------ Input material
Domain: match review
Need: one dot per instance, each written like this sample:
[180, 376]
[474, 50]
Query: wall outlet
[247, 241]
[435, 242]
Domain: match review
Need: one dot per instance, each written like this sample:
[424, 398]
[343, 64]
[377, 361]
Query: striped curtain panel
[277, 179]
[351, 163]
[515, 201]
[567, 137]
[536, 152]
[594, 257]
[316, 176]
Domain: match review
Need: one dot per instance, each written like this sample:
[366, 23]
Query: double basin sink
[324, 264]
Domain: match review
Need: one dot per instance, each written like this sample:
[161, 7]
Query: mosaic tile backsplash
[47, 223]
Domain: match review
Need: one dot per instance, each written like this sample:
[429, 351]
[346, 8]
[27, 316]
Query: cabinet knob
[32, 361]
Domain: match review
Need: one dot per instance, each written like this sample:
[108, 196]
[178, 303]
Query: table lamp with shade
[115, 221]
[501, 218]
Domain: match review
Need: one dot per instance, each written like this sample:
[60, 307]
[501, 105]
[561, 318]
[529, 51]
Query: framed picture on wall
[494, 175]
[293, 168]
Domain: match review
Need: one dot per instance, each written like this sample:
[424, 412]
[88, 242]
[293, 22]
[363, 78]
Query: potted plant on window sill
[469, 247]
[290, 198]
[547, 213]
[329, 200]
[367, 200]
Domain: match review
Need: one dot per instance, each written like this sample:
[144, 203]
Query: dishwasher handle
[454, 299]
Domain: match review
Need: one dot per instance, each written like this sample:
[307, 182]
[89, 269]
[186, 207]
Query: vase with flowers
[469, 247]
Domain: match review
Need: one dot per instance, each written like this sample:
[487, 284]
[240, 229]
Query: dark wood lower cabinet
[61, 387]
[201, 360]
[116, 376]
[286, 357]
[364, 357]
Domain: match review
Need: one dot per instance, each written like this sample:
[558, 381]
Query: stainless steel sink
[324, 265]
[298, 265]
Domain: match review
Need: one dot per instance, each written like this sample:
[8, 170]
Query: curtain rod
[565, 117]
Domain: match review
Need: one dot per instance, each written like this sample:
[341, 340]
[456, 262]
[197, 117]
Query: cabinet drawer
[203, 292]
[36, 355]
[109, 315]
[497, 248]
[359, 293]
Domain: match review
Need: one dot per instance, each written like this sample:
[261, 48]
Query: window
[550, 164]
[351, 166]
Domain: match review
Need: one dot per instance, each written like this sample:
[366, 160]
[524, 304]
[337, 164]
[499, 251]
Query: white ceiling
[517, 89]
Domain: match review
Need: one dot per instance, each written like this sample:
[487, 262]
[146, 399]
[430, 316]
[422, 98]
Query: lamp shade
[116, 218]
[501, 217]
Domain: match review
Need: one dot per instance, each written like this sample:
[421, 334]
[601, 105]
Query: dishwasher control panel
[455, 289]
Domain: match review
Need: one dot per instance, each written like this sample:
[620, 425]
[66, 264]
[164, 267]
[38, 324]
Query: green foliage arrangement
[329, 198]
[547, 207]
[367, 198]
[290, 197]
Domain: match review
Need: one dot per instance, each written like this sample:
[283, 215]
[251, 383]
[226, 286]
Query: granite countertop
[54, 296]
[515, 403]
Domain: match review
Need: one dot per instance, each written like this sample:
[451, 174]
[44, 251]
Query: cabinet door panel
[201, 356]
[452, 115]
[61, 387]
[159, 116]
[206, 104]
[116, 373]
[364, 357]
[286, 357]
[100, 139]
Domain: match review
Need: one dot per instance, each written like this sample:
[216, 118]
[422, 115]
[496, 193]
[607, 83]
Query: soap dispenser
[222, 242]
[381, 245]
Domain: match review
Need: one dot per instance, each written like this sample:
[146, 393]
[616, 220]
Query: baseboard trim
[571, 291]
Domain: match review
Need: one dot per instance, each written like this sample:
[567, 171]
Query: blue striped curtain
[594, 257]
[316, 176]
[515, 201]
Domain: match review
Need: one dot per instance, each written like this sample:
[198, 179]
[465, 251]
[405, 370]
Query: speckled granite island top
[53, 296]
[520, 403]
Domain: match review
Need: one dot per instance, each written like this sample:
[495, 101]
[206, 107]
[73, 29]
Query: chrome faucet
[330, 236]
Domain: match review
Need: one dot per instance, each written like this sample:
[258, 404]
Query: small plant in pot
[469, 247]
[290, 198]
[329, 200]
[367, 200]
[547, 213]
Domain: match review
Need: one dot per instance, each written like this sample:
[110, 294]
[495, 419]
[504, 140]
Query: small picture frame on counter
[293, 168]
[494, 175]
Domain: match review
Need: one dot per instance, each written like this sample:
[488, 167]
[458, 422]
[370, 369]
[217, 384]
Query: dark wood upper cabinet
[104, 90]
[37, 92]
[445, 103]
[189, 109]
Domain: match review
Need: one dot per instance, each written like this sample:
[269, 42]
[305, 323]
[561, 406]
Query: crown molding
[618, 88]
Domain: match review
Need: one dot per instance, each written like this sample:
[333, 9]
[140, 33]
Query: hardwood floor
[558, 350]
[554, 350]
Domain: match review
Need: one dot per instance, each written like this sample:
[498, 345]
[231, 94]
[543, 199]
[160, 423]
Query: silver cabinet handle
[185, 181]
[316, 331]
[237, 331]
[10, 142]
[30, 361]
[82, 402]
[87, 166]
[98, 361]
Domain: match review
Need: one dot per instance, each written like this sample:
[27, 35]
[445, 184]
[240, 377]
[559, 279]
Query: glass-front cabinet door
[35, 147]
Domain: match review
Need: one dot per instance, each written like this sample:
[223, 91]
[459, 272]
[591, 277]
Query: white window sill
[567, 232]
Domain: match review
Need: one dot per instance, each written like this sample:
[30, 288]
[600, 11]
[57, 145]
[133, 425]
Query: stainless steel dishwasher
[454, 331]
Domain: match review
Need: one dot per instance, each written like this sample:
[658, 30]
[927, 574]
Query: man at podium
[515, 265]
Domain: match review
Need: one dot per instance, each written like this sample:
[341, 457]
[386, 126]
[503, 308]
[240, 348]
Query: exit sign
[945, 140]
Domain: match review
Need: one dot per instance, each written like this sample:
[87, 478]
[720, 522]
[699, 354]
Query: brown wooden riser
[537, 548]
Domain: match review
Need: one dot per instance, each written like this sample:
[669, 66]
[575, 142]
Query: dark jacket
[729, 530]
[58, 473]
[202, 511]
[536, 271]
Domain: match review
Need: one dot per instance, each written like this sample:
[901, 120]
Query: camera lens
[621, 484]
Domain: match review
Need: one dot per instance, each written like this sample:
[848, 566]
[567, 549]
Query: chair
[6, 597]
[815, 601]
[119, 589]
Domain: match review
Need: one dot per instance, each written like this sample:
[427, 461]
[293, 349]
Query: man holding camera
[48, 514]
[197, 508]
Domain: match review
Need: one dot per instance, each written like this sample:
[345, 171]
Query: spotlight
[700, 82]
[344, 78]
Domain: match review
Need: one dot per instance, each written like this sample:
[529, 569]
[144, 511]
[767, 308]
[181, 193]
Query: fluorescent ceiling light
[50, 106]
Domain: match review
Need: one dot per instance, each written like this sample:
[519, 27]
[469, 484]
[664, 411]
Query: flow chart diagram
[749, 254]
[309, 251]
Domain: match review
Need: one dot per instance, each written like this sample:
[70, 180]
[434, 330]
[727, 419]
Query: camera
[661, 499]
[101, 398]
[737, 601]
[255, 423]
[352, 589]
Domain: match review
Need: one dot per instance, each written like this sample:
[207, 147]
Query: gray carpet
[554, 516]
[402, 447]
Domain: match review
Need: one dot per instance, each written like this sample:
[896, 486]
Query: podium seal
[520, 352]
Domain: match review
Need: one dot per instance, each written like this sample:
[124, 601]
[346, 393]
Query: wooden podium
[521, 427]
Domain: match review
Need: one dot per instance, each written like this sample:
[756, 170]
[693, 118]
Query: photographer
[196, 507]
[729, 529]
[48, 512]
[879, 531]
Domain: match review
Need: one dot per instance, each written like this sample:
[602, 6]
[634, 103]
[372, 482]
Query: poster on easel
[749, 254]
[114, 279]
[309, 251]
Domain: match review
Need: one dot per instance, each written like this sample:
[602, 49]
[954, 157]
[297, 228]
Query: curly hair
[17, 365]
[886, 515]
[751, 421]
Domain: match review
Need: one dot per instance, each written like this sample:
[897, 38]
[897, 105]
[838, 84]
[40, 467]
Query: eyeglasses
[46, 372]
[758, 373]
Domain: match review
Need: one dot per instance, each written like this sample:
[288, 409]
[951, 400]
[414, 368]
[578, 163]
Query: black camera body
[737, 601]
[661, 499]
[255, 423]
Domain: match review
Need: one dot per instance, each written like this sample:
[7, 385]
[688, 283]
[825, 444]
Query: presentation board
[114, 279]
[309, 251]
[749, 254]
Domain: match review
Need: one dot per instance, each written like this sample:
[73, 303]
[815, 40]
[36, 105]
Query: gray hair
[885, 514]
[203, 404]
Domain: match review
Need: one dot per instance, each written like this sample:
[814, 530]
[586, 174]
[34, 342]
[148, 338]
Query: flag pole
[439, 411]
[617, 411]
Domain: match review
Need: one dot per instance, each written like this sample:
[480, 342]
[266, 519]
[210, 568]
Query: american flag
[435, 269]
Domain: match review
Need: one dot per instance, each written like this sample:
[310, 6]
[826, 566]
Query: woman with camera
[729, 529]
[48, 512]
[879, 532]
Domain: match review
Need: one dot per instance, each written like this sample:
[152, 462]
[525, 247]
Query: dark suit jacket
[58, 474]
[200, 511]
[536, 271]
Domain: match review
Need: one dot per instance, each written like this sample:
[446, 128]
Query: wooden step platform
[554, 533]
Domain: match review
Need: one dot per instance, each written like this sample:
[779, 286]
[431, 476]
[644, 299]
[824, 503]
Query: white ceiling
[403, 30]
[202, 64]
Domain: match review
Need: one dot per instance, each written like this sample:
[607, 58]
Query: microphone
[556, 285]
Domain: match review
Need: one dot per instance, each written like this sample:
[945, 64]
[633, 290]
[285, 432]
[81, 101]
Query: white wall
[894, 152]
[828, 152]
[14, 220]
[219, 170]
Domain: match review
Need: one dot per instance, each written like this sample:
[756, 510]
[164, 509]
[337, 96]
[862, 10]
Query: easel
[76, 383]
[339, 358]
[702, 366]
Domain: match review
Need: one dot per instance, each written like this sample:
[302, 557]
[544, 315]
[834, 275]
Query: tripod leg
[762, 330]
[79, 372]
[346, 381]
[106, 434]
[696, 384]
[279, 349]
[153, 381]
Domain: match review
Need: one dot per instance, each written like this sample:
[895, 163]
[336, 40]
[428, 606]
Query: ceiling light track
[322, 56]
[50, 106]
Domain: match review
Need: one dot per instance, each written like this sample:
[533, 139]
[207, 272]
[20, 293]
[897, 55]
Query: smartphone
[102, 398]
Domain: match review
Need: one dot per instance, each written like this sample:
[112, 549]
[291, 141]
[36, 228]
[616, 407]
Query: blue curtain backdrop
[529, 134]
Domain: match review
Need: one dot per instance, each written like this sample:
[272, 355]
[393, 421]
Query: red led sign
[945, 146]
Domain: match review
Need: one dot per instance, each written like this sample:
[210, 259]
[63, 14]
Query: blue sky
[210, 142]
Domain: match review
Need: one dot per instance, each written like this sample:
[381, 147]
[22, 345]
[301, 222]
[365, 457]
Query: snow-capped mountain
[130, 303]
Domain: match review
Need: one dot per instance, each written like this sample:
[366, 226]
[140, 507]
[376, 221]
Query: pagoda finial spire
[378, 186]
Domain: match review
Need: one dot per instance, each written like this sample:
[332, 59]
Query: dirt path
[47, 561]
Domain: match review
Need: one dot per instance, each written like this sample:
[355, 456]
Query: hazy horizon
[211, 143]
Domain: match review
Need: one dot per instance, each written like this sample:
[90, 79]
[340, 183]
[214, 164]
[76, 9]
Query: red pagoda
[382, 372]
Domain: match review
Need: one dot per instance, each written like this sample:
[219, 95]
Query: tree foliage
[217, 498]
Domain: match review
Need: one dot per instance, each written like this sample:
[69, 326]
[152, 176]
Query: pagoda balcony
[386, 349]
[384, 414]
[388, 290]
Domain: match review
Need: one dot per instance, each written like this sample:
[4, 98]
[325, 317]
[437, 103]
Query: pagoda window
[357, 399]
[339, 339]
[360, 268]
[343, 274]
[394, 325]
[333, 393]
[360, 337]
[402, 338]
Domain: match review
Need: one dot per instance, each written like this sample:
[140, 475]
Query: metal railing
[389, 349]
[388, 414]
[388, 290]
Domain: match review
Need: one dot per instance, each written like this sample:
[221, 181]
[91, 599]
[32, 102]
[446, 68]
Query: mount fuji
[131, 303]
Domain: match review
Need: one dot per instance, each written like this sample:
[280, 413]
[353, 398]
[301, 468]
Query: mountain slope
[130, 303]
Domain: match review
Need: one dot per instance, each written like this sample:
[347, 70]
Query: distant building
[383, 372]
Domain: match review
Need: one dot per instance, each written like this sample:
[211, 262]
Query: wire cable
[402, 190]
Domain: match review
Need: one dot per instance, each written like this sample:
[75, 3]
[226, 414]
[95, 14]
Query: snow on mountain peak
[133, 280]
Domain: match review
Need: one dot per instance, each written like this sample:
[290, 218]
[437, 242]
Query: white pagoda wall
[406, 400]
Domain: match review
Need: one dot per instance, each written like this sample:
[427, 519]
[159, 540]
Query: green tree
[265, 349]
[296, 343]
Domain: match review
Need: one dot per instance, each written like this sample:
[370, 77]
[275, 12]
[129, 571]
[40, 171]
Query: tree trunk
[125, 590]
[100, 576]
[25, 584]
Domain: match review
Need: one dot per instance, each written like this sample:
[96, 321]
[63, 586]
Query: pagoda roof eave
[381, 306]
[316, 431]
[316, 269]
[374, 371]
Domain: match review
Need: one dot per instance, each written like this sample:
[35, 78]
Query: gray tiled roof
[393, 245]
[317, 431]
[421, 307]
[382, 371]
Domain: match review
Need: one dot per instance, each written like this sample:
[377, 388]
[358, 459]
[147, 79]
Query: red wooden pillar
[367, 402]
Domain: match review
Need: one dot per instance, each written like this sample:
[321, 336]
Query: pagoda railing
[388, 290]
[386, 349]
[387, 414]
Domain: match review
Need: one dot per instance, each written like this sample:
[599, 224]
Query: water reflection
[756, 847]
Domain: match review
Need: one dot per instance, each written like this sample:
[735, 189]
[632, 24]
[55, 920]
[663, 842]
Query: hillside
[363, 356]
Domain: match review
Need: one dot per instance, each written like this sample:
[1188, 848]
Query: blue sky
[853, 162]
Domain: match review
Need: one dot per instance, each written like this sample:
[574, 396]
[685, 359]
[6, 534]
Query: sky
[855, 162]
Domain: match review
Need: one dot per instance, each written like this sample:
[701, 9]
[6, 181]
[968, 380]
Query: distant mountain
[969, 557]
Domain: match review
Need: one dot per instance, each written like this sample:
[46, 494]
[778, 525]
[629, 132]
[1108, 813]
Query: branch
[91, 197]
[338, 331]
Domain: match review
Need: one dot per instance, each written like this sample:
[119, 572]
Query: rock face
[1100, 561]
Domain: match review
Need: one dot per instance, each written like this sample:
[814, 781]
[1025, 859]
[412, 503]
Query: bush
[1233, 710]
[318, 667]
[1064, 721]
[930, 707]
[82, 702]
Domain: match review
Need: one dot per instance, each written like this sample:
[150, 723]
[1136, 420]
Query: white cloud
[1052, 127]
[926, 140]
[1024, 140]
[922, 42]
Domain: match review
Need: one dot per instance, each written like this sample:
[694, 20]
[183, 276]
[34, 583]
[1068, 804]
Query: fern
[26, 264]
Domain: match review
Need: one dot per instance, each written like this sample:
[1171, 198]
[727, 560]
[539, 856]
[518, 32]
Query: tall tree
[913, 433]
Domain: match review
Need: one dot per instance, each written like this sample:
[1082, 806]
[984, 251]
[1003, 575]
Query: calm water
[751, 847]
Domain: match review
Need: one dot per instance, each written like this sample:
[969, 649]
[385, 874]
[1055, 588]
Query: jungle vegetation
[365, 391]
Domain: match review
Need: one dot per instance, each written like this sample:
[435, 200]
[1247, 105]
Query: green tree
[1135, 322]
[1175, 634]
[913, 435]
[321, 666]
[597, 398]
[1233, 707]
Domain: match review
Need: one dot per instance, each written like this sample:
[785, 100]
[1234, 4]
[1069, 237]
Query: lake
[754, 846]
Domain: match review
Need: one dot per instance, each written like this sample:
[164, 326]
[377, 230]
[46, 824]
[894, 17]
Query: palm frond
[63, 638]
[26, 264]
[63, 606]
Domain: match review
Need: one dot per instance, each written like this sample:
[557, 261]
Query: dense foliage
------------
Task description: Pick out every line in the records above that contains the word "gray", and copy each one.

Full solution:
Query: gray carpet
Query: gray hair
Query: gray tiled roof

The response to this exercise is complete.